# start of TEXT EXTRACT
Moreover, the above-described algorithms and corresponding operations associated with guaranteeing sufficient capacity for RAID rebuild are presented by way of illustrative example only, and should not be viewed as limiting in any way. Additional or alternative operations can be used in other embodiments.

Again, references to “disks” in the context of RAID herein are intended to be broadly construed, and should not be viewed as being limited to disk-based storage devices. For example, the disks may comprise SSDs, although it is to be appreciated that many other storage device types can be used.

Illustrative embodiments of a storage system with functionality for guaranteeing sufficient capacity for RAID rebuild in a storage system as disclosed herein can provide a number of significant advantages relative to conventional arrangements.

For example, some embodiments disclosed herein provide RAID arrangements in which spare blocks are reserved for storage devices in a manner that ensures that a rebuild process initiated responsive to a failure of one or more of the storage devices is guaranteed to have sufficient available storage device capacity to complete the rebuilding of the blocks of the one or more failed storage devices.

Advantageously, such techniques in illustrative embodiments herein can guarantee sufficient capacity to complete the rebuild process, while also being computationally simple, as well as highly efficient in that only at or near minimum amounts of capacity need to be reserved for rebuild within the storage system.

Moreover, the disclosed techniques in illustrative embodiments overcome additional drawbacks of conventional approaches. For example, some embodiments can be used for any type of RAID arrangement, including those involving combinations of multiple instances of distinct RAID approaches, such as a mixture of multiple distinct RAID types over the same set of storage devices, or a mixture of multiple stripe sets of different instances of one RAID type over the same set of storage devices.

Illustrative embodiments disclosed herein provide efficient mechanisms to guarantee sufficient capacity in these and other situations in which allocation of blocks to stripes cannot be predetermined, and in numerous other demanding RAID arrangements, including those involving parity RAID techniques and/or non-parity RAID techniques.

Accordingly, illustrative embodiments provide advantages over conventional techniques that utilize static allocation policies or “best efforts” policies. These and other conventional techniques cannot guarantee sufficient capacity for a wide range of different RAID arrangements or combinations of such arrangements.
# end of TEXT EXTRACT
# start of DATASET EXTRACT
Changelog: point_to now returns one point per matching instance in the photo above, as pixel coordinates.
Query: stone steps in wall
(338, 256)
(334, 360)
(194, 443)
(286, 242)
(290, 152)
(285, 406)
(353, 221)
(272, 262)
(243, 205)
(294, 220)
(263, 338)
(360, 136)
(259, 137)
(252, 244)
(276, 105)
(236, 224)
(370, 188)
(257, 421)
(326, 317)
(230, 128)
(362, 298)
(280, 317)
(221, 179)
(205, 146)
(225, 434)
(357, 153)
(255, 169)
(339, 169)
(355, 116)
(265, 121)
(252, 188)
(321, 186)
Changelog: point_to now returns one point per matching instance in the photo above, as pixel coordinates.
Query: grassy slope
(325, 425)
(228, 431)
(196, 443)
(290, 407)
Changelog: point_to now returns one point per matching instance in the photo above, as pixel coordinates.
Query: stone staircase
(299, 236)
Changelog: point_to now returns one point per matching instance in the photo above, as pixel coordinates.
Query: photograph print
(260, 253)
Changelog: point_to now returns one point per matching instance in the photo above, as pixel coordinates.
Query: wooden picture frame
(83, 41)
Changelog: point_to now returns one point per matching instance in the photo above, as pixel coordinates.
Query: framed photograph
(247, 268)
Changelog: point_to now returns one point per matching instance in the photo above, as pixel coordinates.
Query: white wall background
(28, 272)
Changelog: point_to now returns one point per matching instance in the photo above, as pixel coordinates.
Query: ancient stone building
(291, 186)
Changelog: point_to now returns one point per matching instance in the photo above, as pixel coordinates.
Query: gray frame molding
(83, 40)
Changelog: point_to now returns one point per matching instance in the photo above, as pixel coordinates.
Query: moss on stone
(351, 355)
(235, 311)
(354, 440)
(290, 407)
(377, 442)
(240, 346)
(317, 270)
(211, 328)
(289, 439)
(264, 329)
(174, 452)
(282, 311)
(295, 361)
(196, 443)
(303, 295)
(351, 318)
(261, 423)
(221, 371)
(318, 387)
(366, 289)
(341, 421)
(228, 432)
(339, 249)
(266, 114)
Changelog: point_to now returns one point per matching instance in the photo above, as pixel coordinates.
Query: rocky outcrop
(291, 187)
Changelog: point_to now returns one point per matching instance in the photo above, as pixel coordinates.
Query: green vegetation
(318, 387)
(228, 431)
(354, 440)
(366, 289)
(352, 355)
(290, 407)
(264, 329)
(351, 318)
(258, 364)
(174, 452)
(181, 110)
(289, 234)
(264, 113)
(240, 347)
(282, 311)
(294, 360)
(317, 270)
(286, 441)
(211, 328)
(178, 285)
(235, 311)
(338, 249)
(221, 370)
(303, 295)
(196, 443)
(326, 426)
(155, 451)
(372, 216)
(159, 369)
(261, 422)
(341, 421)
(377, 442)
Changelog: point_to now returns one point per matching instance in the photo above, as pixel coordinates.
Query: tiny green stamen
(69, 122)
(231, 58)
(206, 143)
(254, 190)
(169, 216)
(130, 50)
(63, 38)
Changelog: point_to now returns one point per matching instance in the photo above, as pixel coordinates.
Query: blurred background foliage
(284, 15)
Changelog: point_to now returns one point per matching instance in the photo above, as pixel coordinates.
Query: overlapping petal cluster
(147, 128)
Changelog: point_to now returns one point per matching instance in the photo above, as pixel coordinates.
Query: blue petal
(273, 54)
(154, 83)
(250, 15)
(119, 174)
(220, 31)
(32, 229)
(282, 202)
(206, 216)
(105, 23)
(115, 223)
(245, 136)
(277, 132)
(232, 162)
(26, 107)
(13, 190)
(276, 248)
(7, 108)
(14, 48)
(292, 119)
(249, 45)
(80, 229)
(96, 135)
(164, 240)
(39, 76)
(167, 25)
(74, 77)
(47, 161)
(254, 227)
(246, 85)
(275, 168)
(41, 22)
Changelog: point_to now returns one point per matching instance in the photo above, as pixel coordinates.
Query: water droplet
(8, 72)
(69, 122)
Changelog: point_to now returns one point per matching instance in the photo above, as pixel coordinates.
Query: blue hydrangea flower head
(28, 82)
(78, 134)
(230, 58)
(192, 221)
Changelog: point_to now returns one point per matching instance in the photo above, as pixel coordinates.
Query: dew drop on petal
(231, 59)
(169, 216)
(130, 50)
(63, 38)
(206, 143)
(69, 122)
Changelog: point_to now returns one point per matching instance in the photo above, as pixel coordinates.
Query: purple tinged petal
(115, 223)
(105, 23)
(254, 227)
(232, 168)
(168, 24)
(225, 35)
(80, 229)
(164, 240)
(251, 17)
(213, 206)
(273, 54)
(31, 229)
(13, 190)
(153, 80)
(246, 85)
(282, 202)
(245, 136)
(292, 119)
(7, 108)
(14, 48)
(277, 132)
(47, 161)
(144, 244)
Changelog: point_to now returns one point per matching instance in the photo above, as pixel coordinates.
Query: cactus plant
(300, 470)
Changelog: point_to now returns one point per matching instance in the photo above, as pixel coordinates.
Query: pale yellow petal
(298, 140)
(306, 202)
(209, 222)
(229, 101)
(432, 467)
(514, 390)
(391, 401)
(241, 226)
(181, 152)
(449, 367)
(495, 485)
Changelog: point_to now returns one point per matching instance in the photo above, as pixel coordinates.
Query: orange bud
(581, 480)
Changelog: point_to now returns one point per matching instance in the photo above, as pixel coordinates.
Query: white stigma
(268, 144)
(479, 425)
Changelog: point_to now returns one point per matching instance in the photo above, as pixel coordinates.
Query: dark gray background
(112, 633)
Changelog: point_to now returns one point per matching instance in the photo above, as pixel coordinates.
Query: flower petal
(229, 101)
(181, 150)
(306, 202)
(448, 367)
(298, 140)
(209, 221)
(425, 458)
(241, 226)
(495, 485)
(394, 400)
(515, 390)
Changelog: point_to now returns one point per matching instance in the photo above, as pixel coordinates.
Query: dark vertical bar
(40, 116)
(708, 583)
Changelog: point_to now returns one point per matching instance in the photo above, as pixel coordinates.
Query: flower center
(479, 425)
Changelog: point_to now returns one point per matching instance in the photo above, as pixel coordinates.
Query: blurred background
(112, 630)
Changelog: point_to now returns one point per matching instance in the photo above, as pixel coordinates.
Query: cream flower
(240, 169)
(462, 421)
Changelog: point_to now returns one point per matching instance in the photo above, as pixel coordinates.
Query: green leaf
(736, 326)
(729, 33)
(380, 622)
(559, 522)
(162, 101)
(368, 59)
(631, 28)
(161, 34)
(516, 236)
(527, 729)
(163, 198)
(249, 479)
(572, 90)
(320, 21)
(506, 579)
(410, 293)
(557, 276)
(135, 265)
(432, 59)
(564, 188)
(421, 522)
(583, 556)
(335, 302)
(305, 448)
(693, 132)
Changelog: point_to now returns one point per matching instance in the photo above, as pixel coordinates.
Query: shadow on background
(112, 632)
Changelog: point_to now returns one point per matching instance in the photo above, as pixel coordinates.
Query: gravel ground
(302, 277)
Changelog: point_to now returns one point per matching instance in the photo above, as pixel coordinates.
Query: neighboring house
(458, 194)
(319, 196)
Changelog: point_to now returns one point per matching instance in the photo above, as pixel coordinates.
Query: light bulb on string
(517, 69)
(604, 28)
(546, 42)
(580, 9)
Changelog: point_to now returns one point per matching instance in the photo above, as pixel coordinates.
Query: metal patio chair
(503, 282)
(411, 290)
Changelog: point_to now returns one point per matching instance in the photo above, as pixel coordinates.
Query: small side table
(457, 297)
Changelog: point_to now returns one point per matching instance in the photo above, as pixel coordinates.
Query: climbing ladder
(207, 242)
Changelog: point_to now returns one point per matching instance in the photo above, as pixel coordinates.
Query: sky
# end of DATASET EXTRACT
> **REQUIRED ACTIONS**
1/ Reproduce the stretch of the RAID rebuild passage from "Advantageously, such techniques" through "of storage devices.".
2/ List every line of the entries that contains the word "dark".
The RAID rebuild passage and the entries are unrelated to each other.

> **SOLVED TASKS**
1/
Advantageously, such techniques in illustrative embodiments herein can guarantee sufficient capacity to complete the rebuild process, while also being computationally simple, as well as highly efficient in that only at or near minimum amounts of capacity need to be reserved for rebuild within the storage system.

Moreover, the disclosed techniques in illustrative embodiments overcome additional drawbacks of conventional approaches. For example, some embodiments can be used for any type of RAID arrangement, including those involving combinations of multiple instances of distinct RAID approaches, such as a mixture of multiple distinct RAID types over the same set of storage devices, or a mixture of multiple stripe sets of different instances of one RAID type over the same set of storage devices.

2/
Query: dark gray background
Query: dark vertical bar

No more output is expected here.